What the task asks: Copy the data below word for word, omitting the pictures.

Available data:
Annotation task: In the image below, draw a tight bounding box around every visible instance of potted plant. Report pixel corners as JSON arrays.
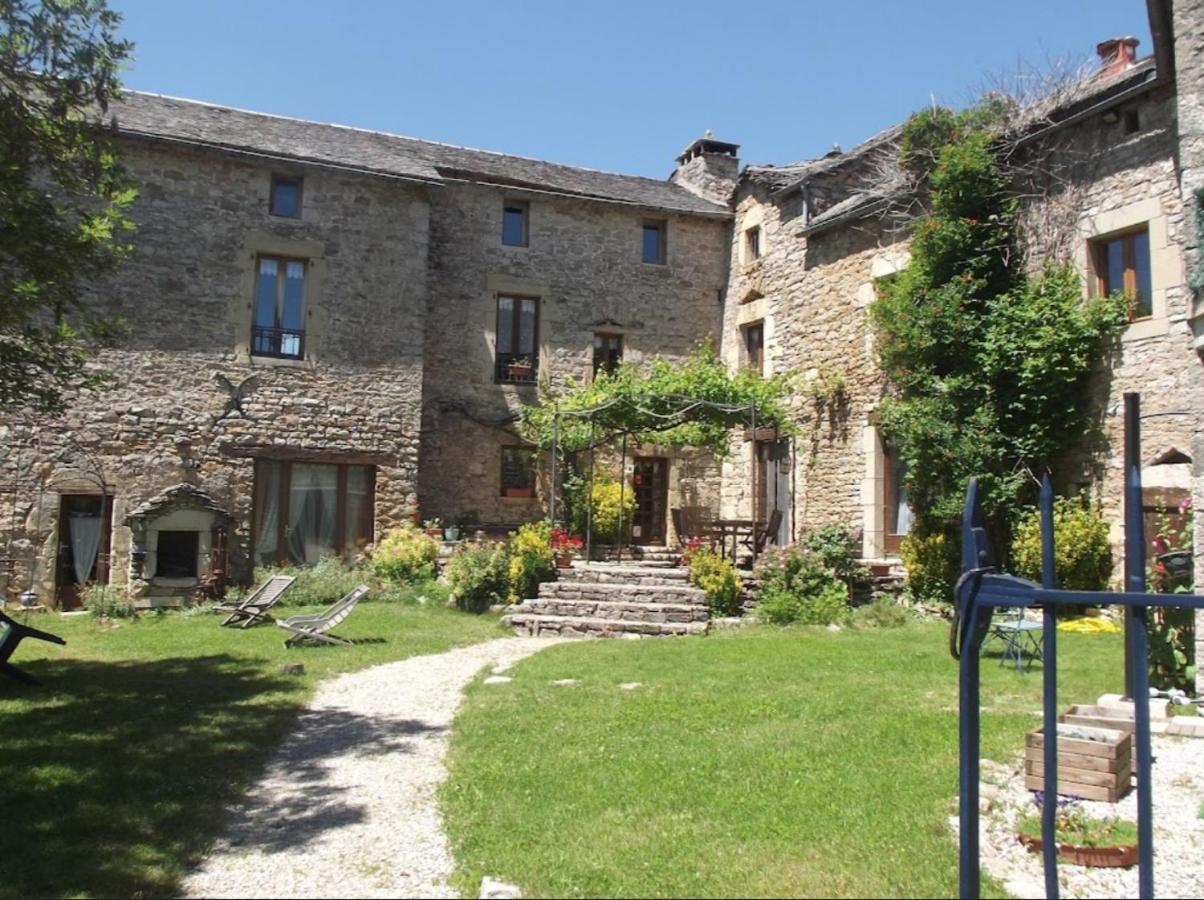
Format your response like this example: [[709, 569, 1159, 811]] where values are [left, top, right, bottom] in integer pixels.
[[1016, 791, 1137, 868], [506, 356, 535, 381], [551, 527, 585, 569]]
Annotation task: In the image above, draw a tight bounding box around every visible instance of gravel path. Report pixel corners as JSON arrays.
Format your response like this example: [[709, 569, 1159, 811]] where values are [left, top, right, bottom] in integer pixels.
[[184, 638, 555, 898], [968, 735, 1204, 898]]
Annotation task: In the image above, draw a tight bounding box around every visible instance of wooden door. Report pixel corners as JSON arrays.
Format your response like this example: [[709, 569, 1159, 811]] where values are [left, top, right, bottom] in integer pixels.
[[631, 456, 669, 544], [54, 493, 113, 610]]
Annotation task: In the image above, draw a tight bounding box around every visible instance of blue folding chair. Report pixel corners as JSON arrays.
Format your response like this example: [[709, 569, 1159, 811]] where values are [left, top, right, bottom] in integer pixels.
[[982, 606, 1045, 671]]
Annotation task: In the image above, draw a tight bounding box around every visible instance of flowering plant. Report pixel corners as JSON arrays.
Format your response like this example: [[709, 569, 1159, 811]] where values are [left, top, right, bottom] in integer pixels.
[[551, 528, 585, 556]]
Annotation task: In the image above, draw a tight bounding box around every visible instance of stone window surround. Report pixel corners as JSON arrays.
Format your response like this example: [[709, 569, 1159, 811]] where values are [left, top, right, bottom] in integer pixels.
[[484, 273, 553, 392], [230, 232, 326, 368], [1074, 197, 1184, 342]]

Solved problem:
Annotation task: In the image below, draw a tight bounding box around every visible instance of potted plant. Report pixel corners as JSON arrays.
Format your response like this example: [[709, 569, 1159, 811]] where values are [left, top, right, bottom] in integer pixels.
[[1016, 791, 1137, 868], [506, 356, 535, 381], [551, 527, 585, 569]]
Annotation task: In the image above, draw a tight bounding box around every visible instance of gravel path. Report pixel corners as JSON arrays.
Format your response like this example: [[709, 569, 1159, 811]] where values are [left, top, right, bottom] in integer pixels.
[[184, 638, 555, 898], [968, 735, 1204, 898]]
Annotation task: In the image above, draw a tight bounding box around every visible instance of wooden door. Report pixel corners as JSON arrays.
Format your response like this example: [[709, 569, 1159, 811]] where values are [left, top, right, bottom] in integer pixels.
[[631, 456, 669, 544], [54, 493, 113, 610]]
Annotation task: In the image above, draw a tight bounding box around every visible instance of blue folding chair. Report pixel corners as JSON arrays.
Format your response like this example: [[709, 569, 1159, 811]] where values are [left, top, right, bottom] in integer pixels.
[[982, 606, 1045, 671]]
Annotation task: In the image above, draw a tight bounding box around every visible instance of flowering plant. Report pixel corners as JSON arrays.
Format your response like this example: [[709, 569, 1159, 811]] where values are [left, top, right, bottom] in integer pixels.
[[551, 528, 585, 556]]
Annotation task: In the image above, draw a tight bounding box around every visible instance of stone window surround. Report pixel corners as JSON arrays.
Format your response like this example: [[709, 569, 1159, 811]] where values are [left, top, right, bottom] in integer pixels.
[[484, 273, 553, 392], [230, 232, 326, 368], [1074, 197, 1184, 342]]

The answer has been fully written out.